**REQUIREMENT:** Below is a block of records; repeat all of them exactly.

[Pointing and labeling entries]
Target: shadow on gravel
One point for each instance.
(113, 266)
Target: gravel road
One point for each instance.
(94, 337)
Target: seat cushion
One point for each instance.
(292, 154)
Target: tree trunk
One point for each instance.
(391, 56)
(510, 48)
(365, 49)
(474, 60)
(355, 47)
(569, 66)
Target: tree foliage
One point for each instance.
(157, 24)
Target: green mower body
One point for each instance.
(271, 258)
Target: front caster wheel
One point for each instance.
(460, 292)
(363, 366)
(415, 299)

**ANSWER TO THE TASK:**
Target: shadow on gravel
One point for each instance.
(113, 266)
Target: gravel road
One point for each instance.
(94, 337)
Target: seat cushion
One point for each instance.
(292, 154)
Target: tree trunk
One point for each instance.
(391, 56)
(510, 48)
(365, 49)
(474, 60)
(355, 47)
(569, 66)
Target: tree foliage
One point for each instance.
(157, 24)
Target: green mower body
One point for each instance.
(271, 258)
Target: front caster wheel
One point for each instance.
(460, 292)
(363, 366)
(415, 299)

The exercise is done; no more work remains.